#### TEKS SUMBER ####
Diriwayatkan dari ibnu Laila, ia berkata, "Hudzaifah pernah ditugaskan
di al-Mada'in. Pada suatu ketika ia meminta minum Dihqaan datang dengan
membawa air dalam gelas yang terbuat dari perak. Hudzaifah melempar
Dihqaan dengan gelas perak tersebut lalu berkata, "Sesungguhnya aku
melemparnya karena ia sudah pernah aku larang namun masih saja ia
lakukan. Sesungguhnya Rasulullah sholallohu 'alaihi wasallam bersabda,
'Emas, perak, sutra, dan sutra dibaaj untuk mereka orang kafir di dunia
dan untuk kalian nanti di akhirat'," (HR Bukhari [5632] dan Muslim
[2067]).
Diriwayatkan dari al-Barra' bin Azib radhiyallohu'anhu ia berkata, "Nabi
sholallohu 'alaihi wasallam memerintahkan kami dengan tujuh perkara dan
melarang kami dengan tujuh perkara. Beliau menyuruh kami untuk
mengiringi jenazah, menjenguk orang sakit, memenuhi undangan, menolong
orang yang teraniaya, membenarkan sumpah, menjawab salam dan mengucapkan
tasymit atas orang-orang bersin. Beliau melarang kami memakai bejana
perak, cincin emas, kain sutra, sutra dibaaj, kain qasy dan kain
istibraq," (HR Bukhari [1239] dan Muslim [2066]).
#### DATA YANG DIBERIKAN ####
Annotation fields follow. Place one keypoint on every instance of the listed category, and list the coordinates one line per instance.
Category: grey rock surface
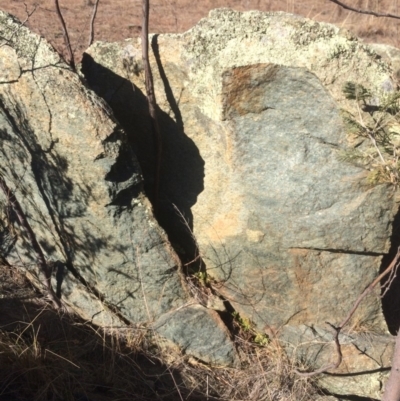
(252, 132)
(70, 166)
(199, 332)
(366, 359)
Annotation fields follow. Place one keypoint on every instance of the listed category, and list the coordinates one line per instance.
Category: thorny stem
(66, 36)
(338, 329)
(361, 11)
(151, 98)
(91, 35)
(12, 200)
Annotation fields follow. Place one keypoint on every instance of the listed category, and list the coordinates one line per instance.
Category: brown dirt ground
(116, 20)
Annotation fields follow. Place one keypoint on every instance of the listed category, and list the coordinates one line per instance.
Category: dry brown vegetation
(45, 355)
(119, 19)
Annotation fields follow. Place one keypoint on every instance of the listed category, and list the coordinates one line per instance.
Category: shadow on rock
(391, 295)
(182, 167)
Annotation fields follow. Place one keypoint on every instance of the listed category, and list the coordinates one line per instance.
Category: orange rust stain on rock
(244, 88)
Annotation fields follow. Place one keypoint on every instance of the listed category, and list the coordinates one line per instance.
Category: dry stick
(361, 11)
(151, 99)
(66, 37)
(91, 35)
(28, 15)
(39, 253)
(337, 329)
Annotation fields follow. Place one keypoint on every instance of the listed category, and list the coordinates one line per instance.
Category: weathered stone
(250, 112)
(71, 168)
(199, 332)
(366, 359)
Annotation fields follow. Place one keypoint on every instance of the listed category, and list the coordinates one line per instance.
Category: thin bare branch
(361, 11)
(12, 200)
(91, 35)
(338, 329)
(151, 98)
(66, 36)
(28, 15)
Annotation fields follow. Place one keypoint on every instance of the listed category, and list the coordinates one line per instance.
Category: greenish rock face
(250, 109)
(80, 186)
(199, 332)
(73, 171)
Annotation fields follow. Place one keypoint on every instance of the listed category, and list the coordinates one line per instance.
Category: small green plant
(376, 126)
(203, 278)
(247, 326)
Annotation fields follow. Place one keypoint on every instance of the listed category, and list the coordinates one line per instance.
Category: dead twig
(338, 329)
(361, 11)
(16, 207)
(91, 35)
(28, 15)
(151, 98)
(71, 61)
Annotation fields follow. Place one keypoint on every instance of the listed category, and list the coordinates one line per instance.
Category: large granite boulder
(252, 179)
(69, 163)
(252, 132)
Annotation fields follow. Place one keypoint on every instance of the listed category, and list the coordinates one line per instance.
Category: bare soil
(121, 19)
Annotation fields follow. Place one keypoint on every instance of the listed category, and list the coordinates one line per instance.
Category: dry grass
(45, 355)
(53, 357)
(117, 21)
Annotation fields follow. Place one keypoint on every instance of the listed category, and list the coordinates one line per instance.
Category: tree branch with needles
(393, 265)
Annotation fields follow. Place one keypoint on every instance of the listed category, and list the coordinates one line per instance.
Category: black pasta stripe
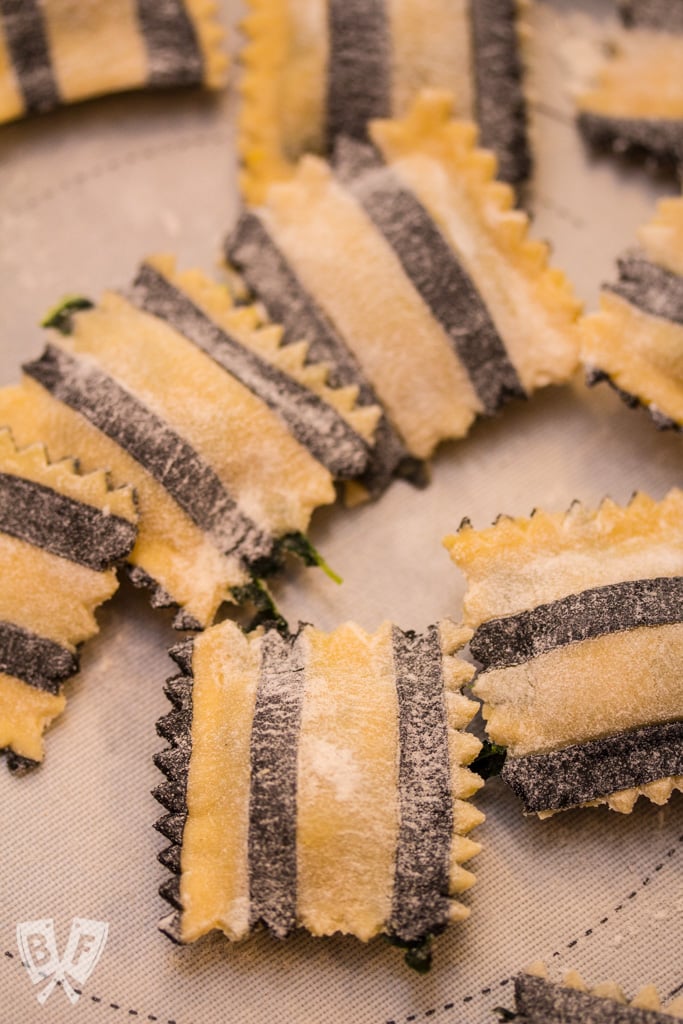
(311, 421)
(358, 80)
(662, 137)
(501, 643)
(81, 532)
(272, 801)
(650, 287)
(597, 768)
(433, 269)
(500, 105)
(33, 658)
(251, 249)
(420, 898)
(540, 1001)
(664, 14)
(24, 28)
(174, 55)
(164, 454)
(174, 763)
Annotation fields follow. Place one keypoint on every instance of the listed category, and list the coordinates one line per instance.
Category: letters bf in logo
(38, 947)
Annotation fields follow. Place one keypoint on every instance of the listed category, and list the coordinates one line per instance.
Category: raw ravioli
(57, 51)
(318, 69)
(408, 269)
(229, 441)
(579, 630)
(318, 780)
(635, 341)
(60, 538)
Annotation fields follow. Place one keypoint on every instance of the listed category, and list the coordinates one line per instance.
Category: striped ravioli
(318, 780)
(403, 259)
(57, 51)
(635, 341)
(60, 536)
(636, 101)
(538, 1000)
(579, 630)
(229, 441)
(318, 69)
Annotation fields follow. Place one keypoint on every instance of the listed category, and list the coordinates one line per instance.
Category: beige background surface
(87, 192)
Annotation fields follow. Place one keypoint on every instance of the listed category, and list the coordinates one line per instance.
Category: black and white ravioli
(61, 535)
(578, 625)
(635, 341)
(56, 51)
(636, 101)
(318, 780)
(318, 69)
(407, 266)
(539, 1000)
(229, 440)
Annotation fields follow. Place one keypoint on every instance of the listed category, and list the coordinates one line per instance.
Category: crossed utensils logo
(38, 946)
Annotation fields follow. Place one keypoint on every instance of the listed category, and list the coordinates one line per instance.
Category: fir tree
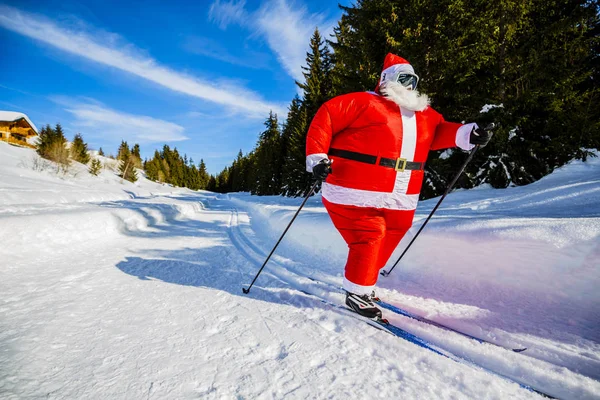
(296, 179)
(95, 167)
(123, 153)
(127, 170)
(79, 151)
(268, 159)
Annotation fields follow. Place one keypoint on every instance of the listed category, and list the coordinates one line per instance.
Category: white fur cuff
(463, 136)
(314, 159)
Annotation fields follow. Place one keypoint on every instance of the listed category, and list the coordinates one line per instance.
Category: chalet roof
(13, 116)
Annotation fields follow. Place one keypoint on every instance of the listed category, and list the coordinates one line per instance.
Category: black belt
(399, 164)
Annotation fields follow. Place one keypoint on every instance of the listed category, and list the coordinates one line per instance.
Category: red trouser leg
(397, 223)
(372, 235)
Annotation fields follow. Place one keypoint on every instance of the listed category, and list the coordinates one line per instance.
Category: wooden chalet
(16, 128)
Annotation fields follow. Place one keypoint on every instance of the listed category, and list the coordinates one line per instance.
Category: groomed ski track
(171, 320)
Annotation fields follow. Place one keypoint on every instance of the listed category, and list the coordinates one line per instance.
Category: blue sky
(198, 75)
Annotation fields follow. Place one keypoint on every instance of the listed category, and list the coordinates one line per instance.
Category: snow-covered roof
(15, 116)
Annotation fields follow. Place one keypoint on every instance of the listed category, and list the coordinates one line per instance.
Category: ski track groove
(287, 275)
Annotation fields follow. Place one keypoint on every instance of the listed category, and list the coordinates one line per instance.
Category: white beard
(409, 99)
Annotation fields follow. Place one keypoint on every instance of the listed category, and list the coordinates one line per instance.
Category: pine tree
(123, 153)
(295, 178)
(79, 150)
(95, 167)
(137, 158)
(204, 176)
(127, 169)
(317, 86)
(268, 159)
(52, 145)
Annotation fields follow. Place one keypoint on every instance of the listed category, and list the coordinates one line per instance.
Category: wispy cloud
(287, 27)
(109, 49)
(213, 49)
(97, 118)
(224, 13)
(288, 30)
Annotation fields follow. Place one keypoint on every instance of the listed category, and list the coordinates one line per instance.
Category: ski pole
(471, 154)
(310, 192)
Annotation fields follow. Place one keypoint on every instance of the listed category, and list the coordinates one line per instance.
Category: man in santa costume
(371, 148)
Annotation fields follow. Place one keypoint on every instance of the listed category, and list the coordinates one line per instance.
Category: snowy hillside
(116, 290)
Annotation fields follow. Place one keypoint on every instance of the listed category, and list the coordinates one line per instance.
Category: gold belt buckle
(398, 161)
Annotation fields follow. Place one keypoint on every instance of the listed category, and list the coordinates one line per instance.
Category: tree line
(530, 66)
(167, 166)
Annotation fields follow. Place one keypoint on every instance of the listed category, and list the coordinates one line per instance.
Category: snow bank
(116, 290)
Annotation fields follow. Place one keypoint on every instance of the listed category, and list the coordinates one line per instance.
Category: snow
(14, 116)
(110, 289)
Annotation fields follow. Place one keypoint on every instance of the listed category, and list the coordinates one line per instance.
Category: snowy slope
(116, 290)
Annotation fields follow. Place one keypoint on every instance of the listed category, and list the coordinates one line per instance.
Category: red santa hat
(392, 66)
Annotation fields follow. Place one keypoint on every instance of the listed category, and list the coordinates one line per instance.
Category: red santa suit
(379, 151)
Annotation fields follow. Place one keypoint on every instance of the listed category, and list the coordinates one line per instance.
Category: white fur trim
(394, 70)
(409, 99)
(463, 136)
(366, 198)
(409, 134)
(314, 159)
(357, 289)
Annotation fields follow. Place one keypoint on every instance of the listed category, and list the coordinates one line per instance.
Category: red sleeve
(333, 117)
(445, 133)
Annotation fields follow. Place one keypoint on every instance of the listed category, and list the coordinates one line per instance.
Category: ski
(424, 320)
(428, 321)
(384, 325)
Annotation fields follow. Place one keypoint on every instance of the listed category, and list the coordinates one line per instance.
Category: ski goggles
(408, 80)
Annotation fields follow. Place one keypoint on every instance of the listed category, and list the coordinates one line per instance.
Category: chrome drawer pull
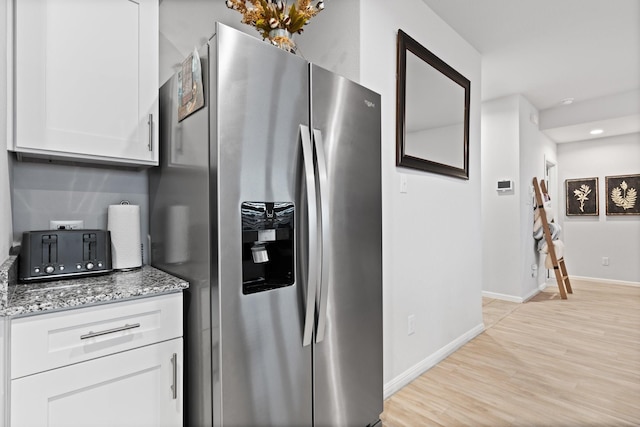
(92, 334)
(174, 386)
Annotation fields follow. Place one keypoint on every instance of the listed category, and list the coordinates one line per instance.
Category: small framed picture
(622, 194)
(582, 196)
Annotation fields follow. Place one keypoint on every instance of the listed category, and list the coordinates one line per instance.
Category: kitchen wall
(45, 191)
(588, 239)
(431, 234)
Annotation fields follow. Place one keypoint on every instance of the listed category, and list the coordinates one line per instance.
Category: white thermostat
(505, 185)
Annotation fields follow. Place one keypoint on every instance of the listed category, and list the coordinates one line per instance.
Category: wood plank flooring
(547, 362)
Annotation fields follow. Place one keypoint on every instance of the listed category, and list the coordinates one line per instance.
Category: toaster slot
(89, 246)
(50, 249)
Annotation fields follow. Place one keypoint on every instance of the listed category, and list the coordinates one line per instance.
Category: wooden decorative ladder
(559, 267)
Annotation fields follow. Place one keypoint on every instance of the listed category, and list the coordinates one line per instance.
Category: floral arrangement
(269, 15)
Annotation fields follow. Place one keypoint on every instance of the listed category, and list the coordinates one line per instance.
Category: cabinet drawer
(48, 341)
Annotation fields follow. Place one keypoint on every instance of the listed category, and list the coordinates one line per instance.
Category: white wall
(501, 210)
(531, 163)
(5, 194)
(432, 234)
(588, 239)
(512, 148)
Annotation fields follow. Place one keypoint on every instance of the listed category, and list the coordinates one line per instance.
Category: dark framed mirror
(432, 123)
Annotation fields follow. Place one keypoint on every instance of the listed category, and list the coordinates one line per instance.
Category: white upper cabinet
(86, 80)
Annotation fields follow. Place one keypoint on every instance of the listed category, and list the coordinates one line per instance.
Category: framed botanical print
(582, 196)
(622, 194)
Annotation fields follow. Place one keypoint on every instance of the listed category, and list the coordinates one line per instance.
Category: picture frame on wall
(622, 194)
(582, 197)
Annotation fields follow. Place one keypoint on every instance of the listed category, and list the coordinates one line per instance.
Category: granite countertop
(23, 299)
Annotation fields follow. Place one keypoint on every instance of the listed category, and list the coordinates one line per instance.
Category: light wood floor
(547, 362)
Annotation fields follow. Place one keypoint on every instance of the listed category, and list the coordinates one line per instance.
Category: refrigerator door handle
(325, 222)
(312, 267)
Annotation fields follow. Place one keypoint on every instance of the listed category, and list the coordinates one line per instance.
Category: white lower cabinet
(117, 364)
(140, 387)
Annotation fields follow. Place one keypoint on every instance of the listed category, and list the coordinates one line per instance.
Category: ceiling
(551, 50)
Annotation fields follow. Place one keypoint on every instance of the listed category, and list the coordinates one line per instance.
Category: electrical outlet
(411, 325)
(66, 224)
(403, 183)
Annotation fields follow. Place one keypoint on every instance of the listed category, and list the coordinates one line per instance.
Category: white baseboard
(420, 368)
(603, 281)
(504, 297)
(512, 298)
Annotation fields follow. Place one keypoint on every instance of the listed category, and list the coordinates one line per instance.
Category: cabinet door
(86, 79)
(132, 388)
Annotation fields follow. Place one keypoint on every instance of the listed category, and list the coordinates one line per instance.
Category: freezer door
(263, 376)
(348, 382)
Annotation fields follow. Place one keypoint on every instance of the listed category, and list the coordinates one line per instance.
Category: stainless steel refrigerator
(268, 201)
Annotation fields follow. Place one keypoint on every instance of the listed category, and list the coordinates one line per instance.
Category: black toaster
(56, 254)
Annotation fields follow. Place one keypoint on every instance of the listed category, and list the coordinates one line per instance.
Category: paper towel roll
(177, 234)
(123, 221)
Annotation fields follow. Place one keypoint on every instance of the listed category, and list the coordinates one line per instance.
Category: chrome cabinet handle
(325, 223)
(174, 386)
(92, 334)
(150, 122)
(312, 270)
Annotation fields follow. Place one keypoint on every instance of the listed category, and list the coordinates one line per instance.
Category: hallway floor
(547, 362)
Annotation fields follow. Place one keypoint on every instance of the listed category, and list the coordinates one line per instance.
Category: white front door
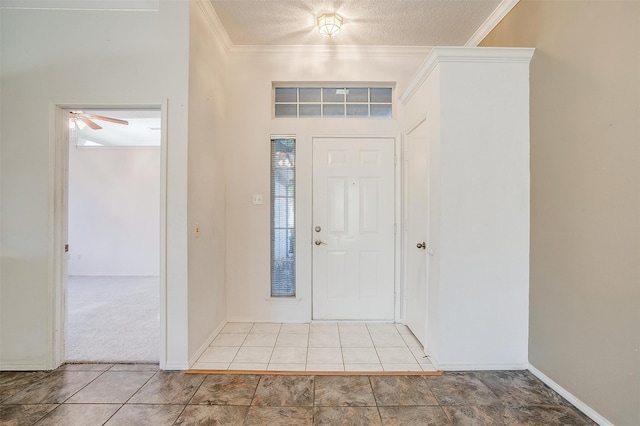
(416, 230)
(353, 235)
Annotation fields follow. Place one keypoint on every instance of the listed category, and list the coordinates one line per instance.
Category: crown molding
(464, 54)
(490, 23)
(214, 21)
(348, 51)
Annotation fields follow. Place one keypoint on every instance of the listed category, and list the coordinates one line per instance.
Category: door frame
(59, 219)
(398, 208)
(407, 245)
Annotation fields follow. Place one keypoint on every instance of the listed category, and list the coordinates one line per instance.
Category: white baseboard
(479, 367)
(24, 367)
(205, 345)
(592, 414)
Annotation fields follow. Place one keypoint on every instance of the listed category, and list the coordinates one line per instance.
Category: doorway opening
(113, 261)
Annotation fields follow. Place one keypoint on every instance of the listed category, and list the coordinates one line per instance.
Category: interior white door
(353, 235)
(416, 230)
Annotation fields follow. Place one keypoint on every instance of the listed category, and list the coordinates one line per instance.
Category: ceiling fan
(78, 117)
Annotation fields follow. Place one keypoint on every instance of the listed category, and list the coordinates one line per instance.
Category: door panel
(416, 187)
(353, 208)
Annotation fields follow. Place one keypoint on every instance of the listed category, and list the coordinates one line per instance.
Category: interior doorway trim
(58, 220)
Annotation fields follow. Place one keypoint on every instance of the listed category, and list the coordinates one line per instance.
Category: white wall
(248, 161)
(477, 109)
(114, 211)
(206, 186)
(81, 57)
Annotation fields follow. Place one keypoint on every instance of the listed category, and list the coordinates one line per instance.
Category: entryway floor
(365, 347)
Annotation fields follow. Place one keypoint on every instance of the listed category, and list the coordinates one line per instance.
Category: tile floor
(99, 394)
(315, 347)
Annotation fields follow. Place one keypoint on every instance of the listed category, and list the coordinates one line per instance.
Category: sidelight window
(283, 217)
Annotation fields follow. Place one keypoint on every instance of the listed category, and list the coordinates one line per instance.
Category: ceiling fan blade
(110, 119)
(89, 123)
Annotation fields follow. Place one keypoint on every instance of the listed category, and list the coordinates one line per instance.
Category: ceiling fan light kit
(329, 24)
(80, 119)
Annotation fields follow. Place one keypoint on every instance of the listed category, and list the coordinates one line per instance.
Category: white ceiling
(143, 129)
(366, 22)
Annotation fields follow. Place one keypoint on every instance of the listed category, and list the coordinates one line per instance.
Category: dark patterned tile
(346, 416)
(341, 391)
(12, 382)
(461, 389)
(481, 415)
(402, 390)
(518, 388)
(414, 416)
(226, 389)
(168, 388)
(79, 415)
(19, 415)
(54, 388)
(146, 415)
(548, 415)
(112, 387)
(284, 391)
(279, 416)
(211, 415)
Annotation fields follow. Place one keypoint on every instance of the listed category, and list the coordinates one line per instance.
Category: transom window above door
(332, 102)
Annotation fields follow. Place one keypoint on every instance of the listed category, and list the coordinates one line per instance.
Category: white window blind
(283, 217)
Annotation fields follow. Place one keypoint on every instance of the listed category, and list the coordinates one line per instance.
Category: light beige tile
(294, 328)
(237, 327)
(352, 327)
(210, 366)
(395, 356)
(324, 356)
(411, 340)
(388, 340)
(229, 339)
(382, 328)
(419, 354)
(325, 367)
(292, 340)
(218, 354)
(324, 340)
(260, 339)
(363, 367)
(250, 354)
(283, 355)
(403, 329)
(286, 367)
(248, 366)
(428, 367)
(323, 327)
(360, 356)
(401, 367)
(266, 328)
(355, 340)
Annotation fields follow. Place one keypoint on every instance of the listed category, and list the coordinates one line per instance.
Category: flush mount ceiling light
(329, 24)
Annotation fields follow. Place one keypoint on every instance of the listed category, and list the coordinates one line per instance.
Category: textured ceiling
(366, 22)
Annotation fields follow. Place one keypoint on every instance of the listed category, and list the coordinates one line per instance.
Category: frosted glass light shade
(329, 24)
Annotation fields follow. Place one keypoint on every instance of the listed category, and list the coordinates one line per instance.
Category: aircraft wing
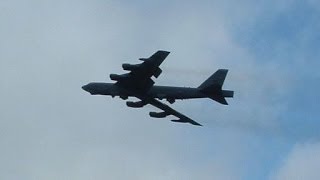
####
§ **DAFTAR TUGAS**
**A.** Terjemahkan kalimat dari teks sumber ini ke dalam bahasa Inggris: "Beliau melarang kami memakai bejana perak, cincin emas, kain sutra, sutra dibaaj, kain qasy dan kain istibraq".
**B.** Menurut teks sumber, mengapa Hudzaifah melempar Dihqaan dengan gelas perak? Jelaskan dalam satu sampai tiga kalimat.
**C.** Tuliskan lanjutan teks sumber tentang larangan memakai bejana perak dan sutra, mulai dari bagian terakhirnya.
Data ini merupakan bahan tersendiri yang terpisah dari teks sumber.

§ **JAWABAN**
**A.** He forbade us from using silver vessels, gold rings, silk cloth, dibaaj silk, qasy cloth and istibraq cloth.

**B.** Hudzaifah melempar Dihqaan karena ia sudah pernah melarangnya, tetapi Dihqaan masih saja melakukannya. Ia lalu menyebut sabda Rasulullah bahwa emas, perak, sutra, dan sutra dibaaj adalah untuk orang kafir di dunia dan untuk kalian nanti di akhirat.

**C.**
Diriwayatkan dari Abu Hurairah radhiyallohu'anhu dari Nabi sholallohu
'alaihi wasallam, "Bahwasanya beliau melarang memakai cincin dari emas,"
(HR BUkhari [5864] dan Muslim [2089]).
Diriwayatkan dari Ibnu Abbas radhiyallohu'anhu bahwasanya Rasulullah
sholallohu 'alaihi wasallam pernah melihat seorang laki-laki memakai
cincin emas, lalu beliau menanggalkannya dan membuangnya seraya
bersabda, "Apakah salah seorang dari kalian ada yang berani dengan
sengaja mengambil bara neraka lalu ia letakkan di tangannya?"
Setelah Rasulullah sholallohu 'alaihi wasallam pergi, kemudian dikatakan
kepada laki-laki itu, "Ambil kembali dan manfaatkan cincinmu itu."
Laki-laki itu berkata, "Demi Allah, selamanya aku tidak akan mengambil
kembali apa yang tleah dibuang Rasulullah sholallohu 'alaihi wasallam,"
(HR Muslim [2090]).
Diriwayatkan dari Ali bin Abi Thalib radhiyallohu'anhubahwasanya Nabi
sholallohu 'alaihi wasallam melarang memakai pakaian yang bergaris sutra
dan yang dicelup dengan warna kuning, memakai cincing emas dan membaca
al-Qur'an ketika ruku'," (HR Muslim [2078]).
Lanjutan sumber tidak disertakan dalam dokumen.